Tax-loss harvesting is a strategy where an advisor can add value by selling taxable* investment assets such as stocks, bonds and mutual funds at a loss to lower your tax liability.  You can apply these losses to offset potential gains elsewhere in your taxable portfolio, allowing you to reduce any capital gains tax you may owe.

After offsetting the capital gains due to the losses, an investor can use up to $3,000 of losses annually, over and above the losses used to offset gains, against their ordinary income and can carry over any remaining losses to offset income in future years. The main goal of tax-loss harvesting is to defer income taxes into the future, hopefully until after you retire, when it is likely you will be in a lower tax bracket.

It’s worth noting that those that outsource their investing to mutual fund companies or ETFs can be very limited in what they can accomplish with tax loss harvesting. It’s one of the reasons we’ve built our personalized indexing systems and methodologies.

*Note: As a reminder, tax-loss harvesting does not apply to your tax-advantaged accounts (Examples 401(k), IRA, Roth, and SEP IRA).

_ _ _

**Set task 1**
Name every tax-advantaged account that the passage on tax-loss harvesting gives as an example.
**Set task 2**
Write a short continuation of the passage on tax-loss harvesting, picking up after its final note.

Object point labels
_ _ _

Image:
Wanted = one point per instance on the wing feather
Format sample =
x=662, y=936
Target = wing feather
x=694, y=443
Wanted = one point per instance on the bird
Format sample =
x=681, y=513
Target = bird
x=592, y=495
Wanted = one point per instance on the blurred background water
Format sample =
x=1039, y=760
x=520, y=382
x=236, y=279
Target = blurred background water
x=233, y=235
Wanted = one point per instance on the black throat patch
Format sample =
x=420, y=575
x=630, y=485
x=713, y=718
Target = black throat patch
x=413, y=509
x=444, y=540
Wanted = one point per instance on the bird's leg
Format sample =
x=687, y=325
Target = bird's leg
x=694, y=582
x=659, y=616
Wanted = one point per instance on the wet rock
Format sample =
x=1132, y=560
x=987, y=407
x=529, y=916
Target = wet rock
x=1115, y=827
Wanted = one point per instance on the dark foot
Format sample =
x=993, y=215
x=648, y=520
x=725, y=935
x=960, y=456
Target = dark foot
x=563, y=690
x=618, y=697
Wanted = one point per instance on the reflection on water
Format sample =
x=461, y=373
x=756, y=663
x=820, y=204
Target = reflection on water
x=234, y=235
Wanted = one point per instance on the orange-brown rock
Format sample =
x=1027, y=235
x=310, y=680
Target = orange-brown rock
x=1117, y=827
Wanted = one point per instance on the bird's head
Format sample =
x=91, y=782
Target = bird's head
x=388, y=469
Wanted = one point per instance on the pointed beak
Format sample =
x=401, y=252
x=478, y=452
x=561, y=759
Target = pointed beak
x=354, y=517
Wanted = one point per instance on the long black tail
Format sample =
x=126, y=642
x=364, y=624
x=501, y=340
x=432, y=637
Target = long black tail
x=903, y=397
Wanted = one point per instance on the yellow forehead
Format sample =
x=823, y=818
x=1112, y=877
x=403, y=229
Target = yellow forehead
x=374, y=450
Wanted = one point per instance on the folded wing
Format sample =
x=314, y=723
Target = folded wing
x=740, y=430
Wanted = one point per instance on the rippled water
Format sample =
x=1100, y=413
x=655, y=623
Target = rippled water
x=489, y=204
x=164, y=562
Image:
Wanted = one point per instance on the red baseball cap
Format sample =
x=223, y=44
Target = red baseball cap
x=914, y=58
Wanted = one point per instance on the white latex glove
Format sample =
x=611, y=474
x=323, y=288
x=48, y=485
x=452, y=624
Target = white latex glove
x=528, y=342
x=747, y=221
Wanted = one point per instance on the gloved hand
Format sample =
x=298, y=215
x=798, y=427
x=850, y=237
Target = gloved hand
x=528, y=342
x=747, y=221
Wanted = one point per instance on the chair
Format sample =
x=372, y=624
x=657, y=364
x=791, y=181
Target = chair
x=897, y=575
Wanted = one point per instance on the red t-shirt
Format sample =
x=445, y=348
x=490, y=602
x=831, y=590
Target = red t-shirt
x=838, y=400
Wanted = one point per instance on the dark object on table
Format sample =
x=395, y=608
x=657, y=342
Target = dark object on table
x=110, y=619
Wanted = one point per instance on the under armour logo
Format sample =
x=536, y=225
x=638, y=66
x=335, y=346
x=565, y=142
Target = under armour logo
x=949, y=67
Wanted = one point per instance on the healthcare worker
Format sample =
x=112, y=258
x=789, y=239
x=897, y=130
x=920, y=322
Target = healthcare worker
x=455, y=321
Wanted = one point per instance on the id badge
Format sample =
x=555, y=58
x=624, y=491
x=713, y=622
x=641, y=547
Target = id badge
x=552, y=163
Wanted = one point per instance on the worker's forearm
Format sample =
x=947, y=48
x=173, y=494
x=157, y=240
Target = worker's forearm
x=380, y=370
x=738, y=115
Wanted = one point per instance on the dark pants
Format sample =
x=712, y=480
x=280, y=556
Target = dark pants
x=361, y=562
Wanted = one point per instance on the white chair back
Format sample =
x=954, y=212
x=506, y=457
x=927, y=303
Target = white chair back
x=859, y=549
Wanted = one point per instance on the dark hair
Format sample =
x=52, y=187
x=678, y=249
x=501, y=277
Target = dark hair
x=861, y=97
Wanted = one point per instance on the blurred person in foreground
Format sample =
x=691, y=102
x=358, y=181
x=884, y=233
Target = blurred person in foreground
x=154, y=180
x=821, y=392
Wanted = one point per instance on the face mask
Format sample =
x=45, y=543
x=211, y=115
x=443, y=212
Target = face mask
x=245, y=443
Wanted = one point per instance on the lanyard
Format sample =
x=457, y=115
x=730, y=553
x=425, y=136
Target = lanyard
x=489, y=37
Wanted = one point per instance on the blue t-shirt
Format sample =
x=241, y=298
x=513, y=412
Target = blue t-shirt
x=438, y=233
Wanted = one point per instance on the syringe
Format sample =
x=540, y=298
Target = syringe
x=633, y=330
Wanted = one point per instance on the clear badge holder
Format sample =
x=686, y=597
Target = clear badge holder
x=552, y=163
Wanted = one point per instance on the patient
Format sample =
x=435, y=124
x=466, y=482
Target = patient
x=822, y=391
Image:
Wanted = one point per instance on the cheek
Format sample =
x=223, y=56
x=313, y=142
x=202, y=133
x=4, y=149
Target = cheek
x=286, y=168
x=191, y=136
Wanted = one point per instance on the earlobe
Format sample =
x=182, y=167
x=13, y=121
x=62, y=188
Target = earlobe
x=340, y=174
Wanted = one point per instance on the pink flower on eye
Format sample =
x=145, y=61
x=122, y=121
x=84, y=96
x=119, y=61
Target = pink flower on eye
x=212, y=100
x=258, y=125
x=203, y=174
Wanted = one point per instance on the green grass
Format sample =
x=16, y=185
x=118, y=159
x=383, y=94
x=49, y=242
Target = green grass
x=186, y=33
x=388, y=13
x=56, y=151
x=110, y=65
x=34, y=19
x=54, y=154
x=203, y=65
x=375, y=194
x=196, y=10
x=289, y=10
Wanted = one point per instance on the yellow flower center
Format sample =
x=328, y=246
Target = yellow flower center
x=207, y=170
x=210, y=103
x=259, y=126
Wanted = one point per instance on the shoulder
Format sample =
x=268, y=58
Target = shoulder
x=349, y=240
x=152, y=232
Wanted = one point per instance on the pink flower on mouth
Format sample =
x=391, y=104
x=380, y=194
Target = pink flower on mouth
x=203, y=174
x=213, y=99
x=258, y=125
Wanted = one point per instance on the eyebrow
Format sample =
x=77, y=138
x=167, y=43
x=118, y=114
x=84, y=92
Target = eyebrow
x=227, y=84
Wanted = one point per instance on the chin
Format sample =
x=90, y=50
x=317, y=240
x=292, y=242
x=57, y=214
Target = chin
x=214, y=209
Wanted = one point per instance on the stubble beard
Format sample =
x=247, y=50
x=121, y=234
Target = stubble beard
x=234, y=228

_ _ _

**Task result 1**
401(k), IRA, Roth, SEP IRA

**Task result 2**
Rebalancing

In a year when the market has been on an upswing and multiple different sectors have performed well at different times, it is common for an investment account to have moved away from your right-fit risk allocation. As we head into the end of the year and beginning of next year it is a good time to review where your portfolio sits today and whether the allocations have shifted from your ideal allocation. If so, now may be a good time to trim some of your gains and reallocate to move your portfolio back into a risk allocation you are comfortable with.

At WealthFactor we leverage technology to reduce the need to manually think about things like rebalancing.  Rebalancing is an important part of every investment plan, but it should not require you or an advisor to manually do this.

Beneficiary Review

Although you ideally want to update beneficiaries and contingent beneficiaries any time there is a material change, it is a best practice to review it at least annually. Be sure that your will and estate planning documents are up to date and beneficiary designations reflect your current wishes - were there any new grandchildren, did you buy some new property, go through a divorce, etc. As your circumstances change, you need to make sure your beneficiaries reflect your desires. It happens too often where someone leaves an ex-spouse accidentally as a beneficiary.

Retirement Account Contributions

Pay yourself and save taxes at the same time by taking advantage of Tax Advantaged retirement accounts, 401(k), and IRAs. Not only do these funds compound and grow over time, they also lower your taxable income. If you cannot maximize your 401(k) contributions, at least give to the employer's match. These pretax dollars will allow you to plan for retirement and lower your taxable income.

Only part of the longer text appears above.